Records from a data collection:

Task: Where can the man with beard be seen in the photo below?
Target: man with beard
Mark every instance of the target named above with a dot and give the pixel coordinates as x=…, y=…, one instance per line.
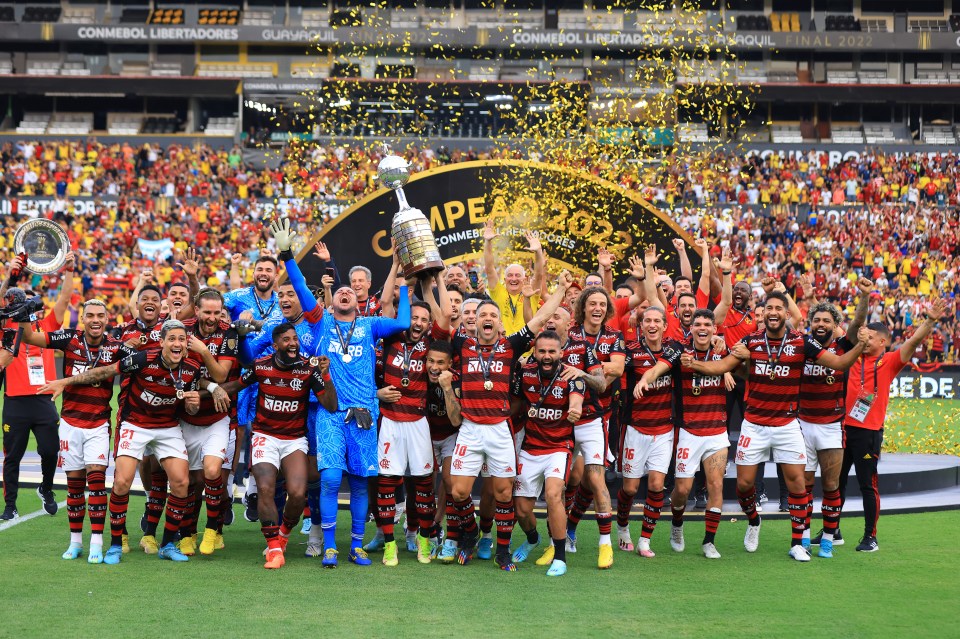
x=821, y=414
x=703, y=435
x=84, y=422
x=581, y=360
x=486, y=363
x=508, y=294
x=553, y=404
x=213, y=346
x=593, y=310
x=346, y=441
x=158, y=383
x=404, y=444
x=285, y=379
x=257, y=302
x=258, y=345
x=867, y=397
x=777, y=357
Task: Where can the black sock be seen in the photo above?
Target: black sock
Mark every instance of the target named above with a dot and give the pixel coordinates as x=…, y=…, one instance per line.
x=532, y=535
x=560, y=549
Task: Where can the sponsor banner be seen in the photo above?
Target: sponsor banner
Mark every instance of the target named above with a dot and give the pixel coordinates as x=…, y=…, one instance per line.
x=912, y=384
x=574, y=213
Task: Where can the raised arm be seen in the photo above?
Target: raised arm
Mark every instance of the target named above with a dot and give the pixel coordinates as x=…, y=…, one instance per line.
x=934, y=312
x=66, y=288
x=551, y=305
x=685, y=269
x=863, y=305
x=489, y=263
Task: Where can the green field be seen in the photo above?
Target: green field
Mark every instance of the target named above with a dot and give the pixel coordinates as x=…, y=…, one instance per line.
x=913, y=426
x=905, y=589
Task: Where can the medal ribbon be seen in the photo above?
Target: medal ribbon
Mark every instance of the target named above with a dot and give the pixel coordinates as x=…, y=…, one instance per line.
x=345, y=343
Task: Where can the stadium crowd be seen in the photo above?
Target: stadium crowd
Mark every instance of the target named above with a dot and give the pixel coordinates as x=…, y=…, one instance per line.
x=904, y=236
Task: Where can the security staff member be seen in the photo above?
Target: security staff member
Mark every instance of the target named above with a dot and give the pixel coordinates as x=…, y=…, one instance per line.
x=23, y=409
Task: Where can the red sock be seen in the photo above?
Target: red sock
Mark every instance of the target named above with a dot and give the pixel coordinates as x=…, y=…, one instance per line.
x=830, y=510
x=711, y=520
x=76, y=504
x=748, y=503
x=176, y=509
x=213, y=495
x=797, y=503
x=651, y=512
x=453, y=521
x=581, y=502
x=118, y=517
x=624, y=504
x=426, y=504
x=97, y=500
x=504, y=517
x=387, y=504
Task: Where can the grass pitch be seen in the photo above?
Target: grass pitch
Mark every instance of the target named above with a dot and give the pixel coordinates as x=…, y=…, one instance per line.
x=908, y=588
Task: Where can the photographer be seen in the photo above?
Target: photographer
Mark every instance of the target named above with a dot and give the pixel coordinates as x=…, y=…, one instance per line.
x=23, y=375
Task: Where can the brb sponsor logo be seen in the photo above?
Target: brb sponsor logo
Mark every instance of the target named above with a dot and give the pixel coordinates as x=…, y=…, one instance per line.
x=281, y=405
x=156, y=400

* * *

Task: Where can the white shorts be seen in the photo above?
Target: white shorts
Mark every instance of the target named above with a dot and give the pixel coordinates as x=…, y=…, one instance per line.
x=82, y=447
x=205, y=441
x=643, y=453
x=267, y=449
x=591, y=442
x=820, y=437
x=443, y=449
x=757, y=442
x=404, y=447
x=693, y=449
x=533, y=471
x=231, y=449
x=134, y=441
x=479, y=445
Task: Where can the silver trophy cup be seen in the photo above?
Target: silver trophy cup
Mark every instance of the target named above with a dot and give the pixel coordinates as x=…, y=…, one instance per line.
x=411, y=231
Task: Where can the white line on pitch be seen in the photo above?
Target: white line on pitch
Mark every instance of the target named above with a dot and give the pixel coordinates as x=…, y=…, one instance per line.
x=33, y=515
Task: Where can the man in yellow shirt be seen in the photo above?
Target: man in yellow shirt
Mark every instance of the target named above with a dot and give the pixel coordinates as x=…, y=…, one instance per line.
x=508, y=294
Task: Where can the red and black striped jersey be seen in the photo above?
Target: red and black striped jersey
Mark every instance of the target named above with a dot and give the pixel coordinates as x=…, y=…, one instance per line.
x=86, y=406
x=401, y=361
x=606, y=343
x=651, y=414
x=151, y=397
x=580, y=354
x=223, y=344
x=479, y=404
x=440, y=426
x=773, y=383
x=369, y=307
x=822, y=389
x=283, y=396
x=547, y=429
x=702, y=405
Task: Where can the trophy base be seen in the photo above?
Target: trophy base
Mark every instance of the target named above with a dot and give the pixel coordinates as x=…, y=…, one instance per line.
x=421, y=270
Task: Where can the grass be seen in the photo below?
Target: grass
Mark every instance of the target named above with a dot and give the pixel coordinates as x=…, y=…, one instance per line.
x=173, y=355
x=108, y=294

■ **Instructions for the task**: Begin at the line that has "Task: Where can the white line" and stop after the line that has "x=108, y=294", then write those entries out again with every "striped jersey" replaced by "striped shirt" and nothing else altered.

■ **Task output**:
Task: Where can the white line on pitch be seen in the photo above?
Target: white line on pitch
Mark every instance of the target named above with a dot and give the pixel coordinates as x=…, y=…, one instance per line.
x=33, y=515
Task: Where can the man in yellow shirt be seen in the photo above?
Target: man in yellow shirt
Mark every instance of the target named above with a dot and give the pixel coordinates as x=…, y=…, one instance per line.
x=508, y=294
Task: Where can the red and black striped shirt be seen in the photo above?
Target: red and black striped shirt
Mark every instance of the target named above with a dot and give the pixel coordinates as x=…, y=…, one instance per line.
x=86, y=406
x=401, y=361
x=606, y=343
x=651, y=414
x=151, y=397
x=580, y=354
x=223, y=344
x=479, y=404
x=440, y=426
x=773, y=383
x=369, y=307
x=822, y=389
x=283, y=396
x=547, y=429
x=702, y=405
Task: Where can the trophy base be seen in the photo above?
Target: trophy base
Mark every instance of the target named above with a dot and give the pixel coordinates as x=…, y=…, one instance per line.
x=421, y=270
Task: Where can the grass be seen in the photo below?
Target: grass
Mark every instance of the target named above with a dot and give the pixel coordinates as x=…, y=…, one instance per line.
x=173, y=355
x=108, y=294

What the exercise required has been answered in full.